SET EXERCISE:
Copy out everything from the line containing "One point belongs on each instance of the red" down to the end of the lines, leaving the request wording unchanged. Multiply each point coordinate by 2.25 and round it to the nearest whole number, with halves rounded up.

[Pointing and labeling entries]
----

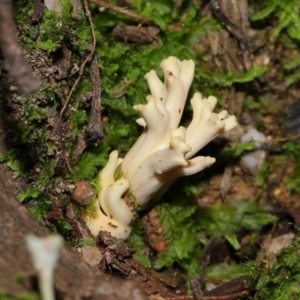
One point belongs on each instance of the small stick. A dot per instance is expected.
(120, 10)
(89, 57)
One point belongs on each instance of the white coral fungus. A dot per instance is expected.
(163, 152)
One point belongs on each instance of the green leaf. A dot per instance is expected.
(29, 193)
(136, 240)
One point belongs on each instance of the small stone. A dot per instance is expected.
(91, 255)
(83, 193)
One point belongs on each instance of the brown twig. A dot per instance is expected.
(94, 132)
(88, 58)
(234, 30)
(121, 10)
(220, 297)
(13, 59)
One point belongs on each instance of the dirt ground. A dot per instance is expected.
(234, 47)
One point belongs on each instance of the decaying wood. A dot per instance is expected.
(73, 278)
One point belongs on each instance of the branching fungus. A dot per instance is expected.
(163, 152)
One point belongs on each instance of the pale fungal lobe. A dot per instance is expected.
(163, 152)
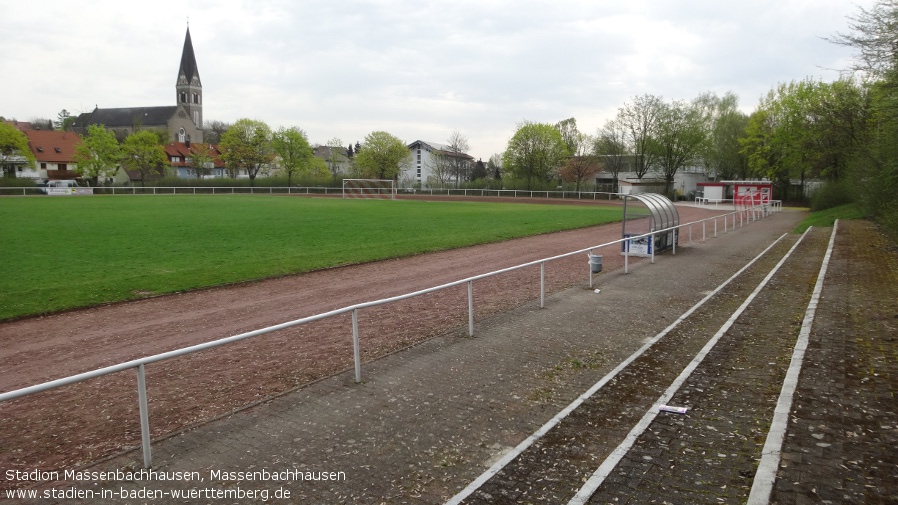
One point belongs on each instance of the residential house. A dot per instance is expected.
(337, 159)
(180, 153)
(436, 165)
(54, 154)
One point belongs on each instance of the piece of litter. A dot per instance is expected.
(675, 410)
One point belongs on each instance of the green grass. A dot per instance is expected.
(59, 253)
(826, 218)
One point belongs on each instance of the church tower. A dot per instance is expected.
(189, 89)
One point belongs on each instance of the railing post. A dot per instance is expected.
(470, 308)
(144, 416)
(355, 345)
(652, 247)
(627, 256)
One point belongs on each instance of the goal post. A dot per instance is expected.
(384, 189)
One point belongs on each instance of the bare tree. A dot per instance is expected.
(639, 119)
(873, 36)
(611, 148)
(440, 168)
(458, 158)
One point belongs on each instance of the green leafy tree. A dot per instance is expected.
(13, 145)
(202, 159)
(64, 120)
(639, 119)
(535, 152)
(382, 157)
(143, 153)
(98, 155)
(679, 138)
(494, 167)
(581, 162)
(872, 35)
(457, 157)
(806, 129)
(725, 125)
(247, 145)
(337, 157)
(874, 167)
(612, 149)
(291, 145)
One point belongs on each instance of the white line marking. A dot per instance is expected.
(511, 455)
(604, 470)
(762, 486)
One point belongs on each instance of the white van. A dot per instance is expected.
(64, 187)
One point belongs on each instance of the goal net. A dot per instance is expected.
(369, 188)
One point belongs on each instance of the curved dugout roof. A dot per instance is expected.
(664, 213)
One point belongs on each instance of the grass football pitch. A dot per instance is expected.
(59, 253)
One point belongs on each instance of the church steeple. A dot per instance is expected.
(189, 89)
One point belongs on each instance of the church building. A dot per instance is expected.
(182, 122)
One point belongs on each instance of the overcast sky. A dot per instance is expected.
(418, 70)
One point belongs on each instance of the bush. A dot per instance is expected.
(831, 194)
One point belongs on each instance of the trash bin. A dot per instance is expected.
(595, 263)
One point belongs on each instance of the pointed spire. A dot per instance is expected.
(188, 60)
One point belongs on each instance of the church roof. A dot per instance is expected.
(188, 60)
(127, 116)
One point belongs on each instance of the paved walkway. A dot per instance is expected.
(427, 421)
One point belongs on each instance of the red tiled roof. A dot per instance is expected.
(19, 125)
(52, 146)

----

TASK ANSWER:
One point belongs on each instance of the red tiled roof. A dot per instance is expected.
(43, 281)
(117, 329)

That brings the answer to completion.